→ WORK TO BE COMPLETED
List each line of the material below that contains the string "light", copying every such line in full.

→ DATASET EXCERPTS
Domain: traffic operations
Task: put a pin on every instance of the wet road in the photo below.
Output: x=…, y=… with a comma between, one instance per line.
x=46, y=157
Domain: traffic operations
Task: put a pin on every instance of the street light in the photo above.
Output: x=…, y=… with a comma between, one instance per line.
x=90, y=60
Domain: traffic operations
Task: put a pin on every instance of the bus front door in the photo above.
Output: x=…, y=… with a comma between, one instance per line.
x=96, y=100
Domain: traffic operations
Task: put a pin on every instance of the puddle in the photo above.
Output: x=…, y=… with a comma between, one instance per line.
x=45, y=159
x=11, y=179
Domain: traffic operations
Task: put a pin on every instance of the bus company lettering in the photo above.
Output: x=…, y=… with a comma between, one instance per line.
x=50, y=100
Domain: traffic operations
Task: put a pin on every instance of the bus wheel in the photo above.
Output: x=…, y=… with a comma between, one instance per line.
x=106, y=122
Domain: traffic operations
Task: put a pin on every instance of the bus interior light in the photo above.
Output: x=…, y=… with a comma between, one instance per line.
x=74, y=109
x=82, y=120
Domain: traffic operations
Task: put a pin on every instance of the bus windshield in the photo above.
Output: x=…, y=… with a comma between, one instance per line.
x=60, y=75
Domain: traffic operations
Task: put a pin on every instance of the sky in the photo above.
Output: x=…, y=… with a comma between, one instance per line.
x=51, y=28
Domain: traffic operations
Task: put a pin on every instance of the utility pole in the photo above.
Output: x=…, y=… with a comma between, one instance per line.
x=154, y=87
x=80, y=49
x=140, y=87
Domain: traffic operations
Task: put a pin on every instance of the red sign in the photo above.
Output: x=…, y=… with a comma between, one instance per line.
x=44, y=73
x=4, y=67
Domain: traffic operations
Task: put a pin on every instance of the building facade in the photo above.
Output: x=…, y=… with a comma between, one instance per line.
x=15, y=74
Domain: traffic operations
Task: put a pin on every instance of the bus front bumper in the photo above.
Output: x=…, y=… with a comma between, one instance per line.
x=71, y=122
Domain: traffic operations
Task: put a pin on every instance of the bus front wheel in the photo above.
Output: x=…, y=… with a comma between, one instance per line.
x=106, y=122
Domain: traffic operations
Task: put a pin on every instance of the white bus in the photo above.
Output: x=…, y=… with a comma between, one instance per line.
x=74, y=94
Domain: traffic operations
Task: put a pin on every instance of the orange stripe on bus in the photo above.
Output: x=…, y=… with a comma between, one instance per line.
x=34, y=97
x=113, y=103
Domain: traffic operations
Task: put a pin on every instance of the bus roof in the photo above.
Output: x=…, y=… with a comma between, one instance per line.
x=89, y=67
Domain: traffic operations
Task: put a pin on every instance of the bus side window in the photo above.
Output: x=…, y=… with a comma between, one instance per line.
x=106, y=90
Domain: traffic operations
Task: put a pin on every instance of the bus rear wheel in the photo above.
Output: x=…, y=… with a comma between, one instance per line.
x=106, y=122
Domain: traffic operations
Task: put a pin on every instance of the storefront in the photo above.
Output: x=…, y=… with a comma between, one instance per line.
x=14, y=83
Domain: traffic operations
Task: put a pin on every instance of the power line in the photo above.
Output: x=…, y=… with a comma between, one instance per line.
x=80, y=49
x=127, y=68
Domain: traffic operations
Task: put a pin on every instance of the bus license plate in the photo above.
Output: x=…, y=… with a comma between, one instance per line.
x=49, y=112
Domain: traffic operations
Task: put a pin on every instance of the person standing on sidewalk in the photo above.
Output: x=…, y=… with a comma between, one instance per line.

→ EXPECTED ANSWER
Task: put a pin on every instance of the street light in the photo above.
Task: put a pin on every instance of the bus interior light in the photo above.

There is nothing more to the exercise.